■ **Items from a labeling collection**
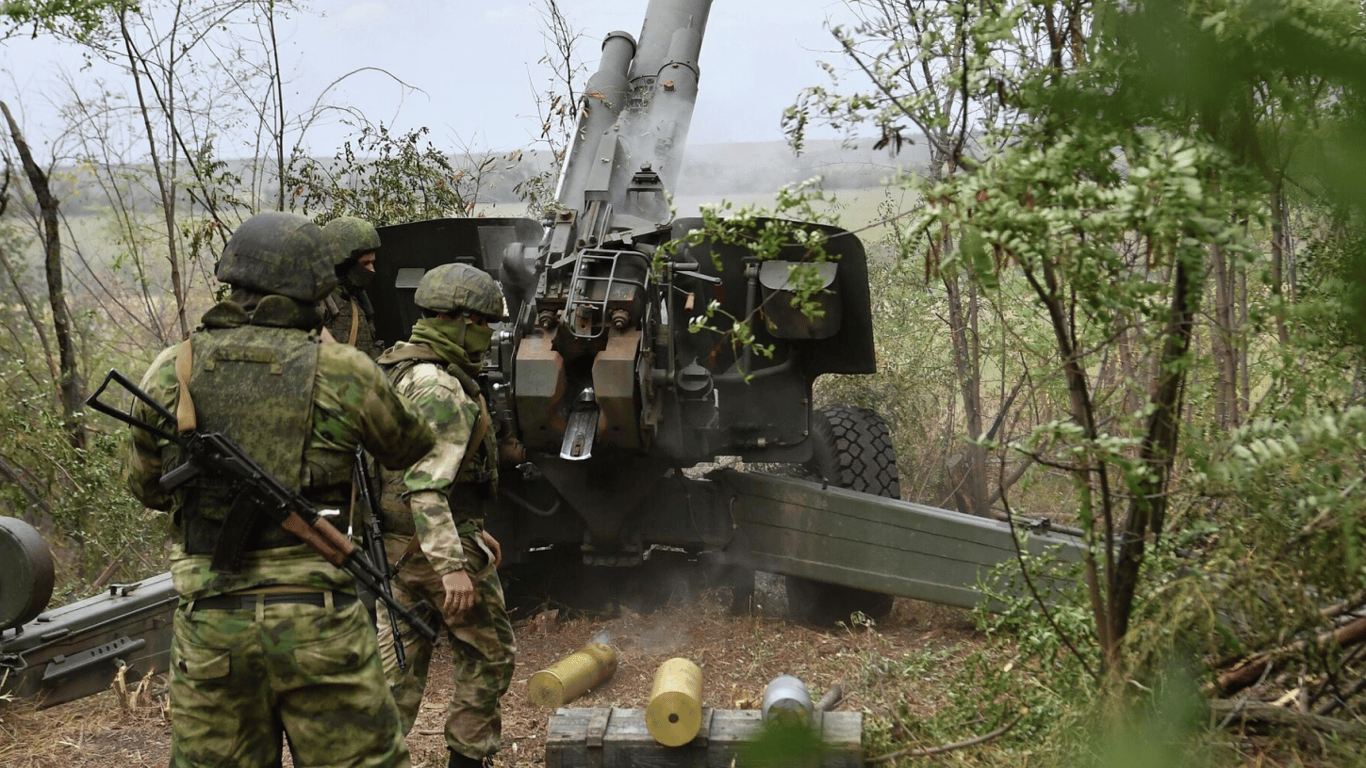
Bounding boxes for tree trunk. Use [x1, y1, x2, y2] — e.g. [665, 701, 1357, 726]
[944, 269, 988, 517]
[1111, 248, 1202, 640]
[119, 10, 190, 339]
[1210, 246, 1239, 429]
[1272, 182, 1290, 346]
[0, 101, 86, 448]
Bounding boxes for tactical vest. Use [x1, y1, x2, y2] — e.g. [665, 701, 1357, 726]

■ **Task description**
Copy the listing word for word, starting at its beginning and ending with the line that contains "[0, 101, 86, 448]", including that line. Omit the pictures.

■ **Task result**
Bounding boxes for tree trunk. Use [x1, y1, x2, y2] — e.g. [665, 701, 1357, 726]
[944, 269, 988, 517]
[1111, 248, 1202, 640]
[119, 10, 190, 339]
[1210, 246, 1239, 429]
[1272, 182, 1290, 346]
[0, 101, 86, 448]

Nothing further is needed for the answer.